··· Selected text

- Location: Graham Land, Antarctica
- Coordinates: 63°57′S 58°44′W﻿ / ﻿63.950°S 58.733°W
- Length: 16 km (9.9 mi)

= Aitkenhead Glacier =

Glacier in Antarctica

Aitkenhead Glacier is a 10 nmi long glacier flowing east-southeast from the Detroit Plateau, Graham Land, into Prince Gustav Channel (close north of Alectoria Island).

==Location==

Trinity Peninsula, Antarctic Peninsula. Louis Philippe Plateau towards the southwest

Aitkenhead Glacier is in Graham Land on the south coast of the Trinity Peninsula, which forms the tip of the Antarctic Peninsula.
It descends in a southeast direction from the Detroit Plateau to enter Prince Gustav Channel opposite Alectoria Island.
Nearby features include Tufft Nunatak to the north and Simpson Nunatak and Mount Roberts to the south.

==Mapping and name==
Aitkenhead Glacier was mapped from surveys by the Falkland Islands Dependencies Survey (FIDS) (1960–61).

······
··· Data shown

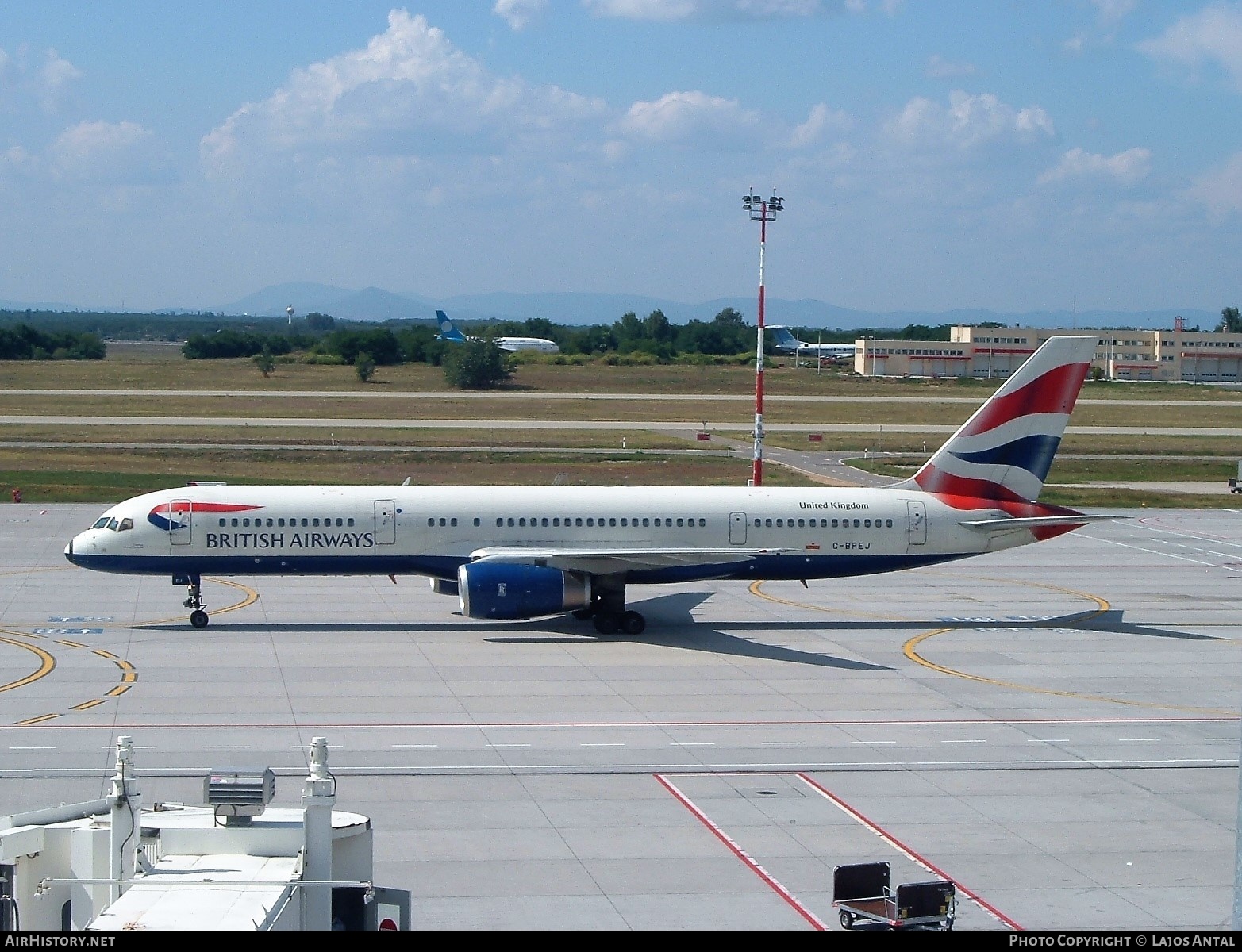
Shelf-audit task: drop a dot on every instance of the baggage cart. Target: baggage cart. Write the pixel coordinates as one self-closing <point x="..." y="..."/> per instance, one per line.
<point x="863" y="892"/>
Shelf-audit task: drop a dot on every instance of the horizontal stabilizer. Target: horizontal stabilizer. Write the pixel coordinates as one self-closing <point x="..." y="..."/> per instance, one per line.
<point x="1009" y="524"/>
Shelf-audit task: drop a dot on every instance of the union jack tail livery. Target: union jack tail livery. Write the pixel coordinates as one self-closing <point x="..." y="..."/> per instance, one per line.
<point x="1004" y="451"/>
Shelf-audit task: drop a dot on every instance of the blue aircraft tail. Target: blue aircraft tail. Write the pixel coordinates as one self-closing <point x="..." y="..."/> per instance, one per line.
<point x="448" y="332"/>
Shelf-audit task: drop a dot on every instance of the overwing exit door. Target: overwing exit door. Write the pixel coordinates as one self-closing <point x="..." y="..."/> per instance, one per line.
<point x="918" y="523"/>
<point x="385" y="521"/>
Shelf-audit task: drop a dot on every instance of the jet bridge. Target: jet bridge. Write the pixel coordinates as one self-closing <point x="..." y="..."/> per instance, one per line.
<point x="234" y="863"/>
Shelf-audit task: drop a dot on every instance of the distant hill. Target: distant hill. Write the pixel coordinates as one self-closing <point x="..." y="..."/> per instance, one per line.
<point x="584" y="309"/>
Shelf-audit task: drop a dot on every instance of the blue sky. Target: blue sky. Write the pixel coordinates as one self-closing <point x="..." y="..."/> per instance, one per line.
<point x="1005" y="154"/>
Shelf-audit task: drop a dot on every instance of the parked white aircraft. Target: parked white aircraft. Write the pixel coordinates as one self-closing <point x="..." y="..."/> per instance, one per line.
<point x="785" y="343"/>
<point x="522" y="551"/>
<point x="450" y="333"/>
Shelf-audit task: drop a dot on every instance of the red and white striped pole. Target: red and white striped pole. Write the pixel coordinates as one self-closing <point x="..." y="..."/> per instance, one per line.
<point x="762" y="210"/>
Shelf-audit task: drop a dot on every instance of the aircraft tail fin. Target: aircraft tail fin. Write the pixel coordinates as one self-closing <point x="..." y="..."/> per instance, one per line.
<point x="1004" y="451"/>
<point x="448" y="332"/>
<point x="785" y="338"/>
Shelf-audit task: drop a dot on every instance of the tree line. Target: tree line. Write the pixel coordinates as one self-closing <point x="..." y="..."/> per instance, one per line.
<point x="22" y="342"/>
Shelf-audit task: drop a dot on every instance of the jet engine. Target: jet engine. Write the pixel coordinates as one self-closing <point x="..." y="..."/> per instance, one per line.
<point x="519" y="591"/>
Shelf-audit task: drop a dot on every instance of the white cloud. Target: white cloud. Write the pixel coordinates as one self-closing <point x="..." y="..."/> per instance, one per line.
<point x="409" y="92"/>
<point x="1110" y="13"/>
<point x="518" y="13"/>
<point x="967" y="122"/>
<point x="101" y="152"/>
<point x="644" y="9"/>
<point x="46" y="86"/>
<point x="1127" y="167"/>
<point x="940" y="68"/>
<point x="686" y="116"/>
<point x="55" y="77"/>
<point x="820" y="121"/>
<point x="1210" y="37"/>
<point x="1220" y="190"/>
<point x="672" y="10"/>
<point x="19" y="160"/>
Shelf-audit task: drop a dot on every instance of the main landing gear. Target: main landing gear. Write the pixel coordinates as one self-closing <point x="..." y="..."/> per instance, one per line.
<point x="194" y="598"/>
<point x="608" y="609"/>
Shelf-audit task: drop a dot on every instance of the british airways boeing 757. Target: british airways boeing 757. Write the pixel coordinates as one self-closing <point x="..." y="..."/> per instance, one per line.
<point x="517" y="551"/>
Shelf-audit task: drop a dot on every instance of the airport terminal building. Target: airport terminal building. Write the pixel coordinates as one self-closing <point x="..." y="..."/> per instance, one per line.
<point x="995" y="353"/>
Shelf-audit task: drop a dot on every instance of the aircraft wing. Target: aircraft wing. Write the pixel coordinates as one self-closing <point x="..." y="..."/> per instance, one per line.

······

* [Objective 1]
Repeat, word for word, the part of the Aitkenhead Glacier article that opens with the words containing "Aitkenhead Glacier is in" and closes with "to the south.".
* [Objective 2]
Pick up the Aitkenhead Glacier article after its final sentence and continue writing it.

* [Final result 1]
Aitkenhead Glacier is in Graham Land on the south coast of the Trinity Peninsula, which forms the tip of the Antarctic Peninsula.
It descends in a southeast direction from the Detroit Plateau to enter Prince Gustav Channel opposite Alectoria Island.
Nearby features include Tufft Nunatak to the north and Simpson Nunatak and Mount Roberts to the south.

* [Final result 2]
It was named by the UK Antarctic Place-Names Committee (UK-APC) for Neil Aitkenhead, a FIDS geologist at Hope Bay (1959–60).

==Nearby features==
Nearby features include, from west to east:

===Mount Roberts===
.
A dark, mostly ice-free rock peak with a flat, sloping top, 955 m high, which is isolated from the Detroit Plateau to the west and lies 3 nmi south of Aitkenhead Glacier.
First charted by the FIDS, 1945, and named for D.W. Roberts, Manager of the Falkland Islands Company in 1945, who was of assistance to the expedition.

===Mancho Buttress===
.
An ice-covered buttress rising to 1386 m high on the northeast side of Detroit Plateau.
Situated 4.61 km northwest of Baley Nunatak.
Precipitous and partly ice-free southwest slopes.
Surmounting Aitkenhead Glacier to the southwest and south.
Named after Mancho Peak in Rila mountain, Southwestern Bulgaria.

===Baley Nunatak===
.
A rocky hill rising to 632 m high on the north side of Aitkenhead Glacier.
Situated in the southeast foothills of Mancho Buttress, 4.69 km northwest of Hitar Petar Nunatak and 6.45 km north-northwest of Mount Roberts.
Named after the settlement of Baley in Northwestern Bulgaria.

===Hitar Petar Nunatak===
.
A rocky hill rising to 434 m high on the coast of Prince Gustav Channel, next south of the terminus of Aitkenhead Glacier.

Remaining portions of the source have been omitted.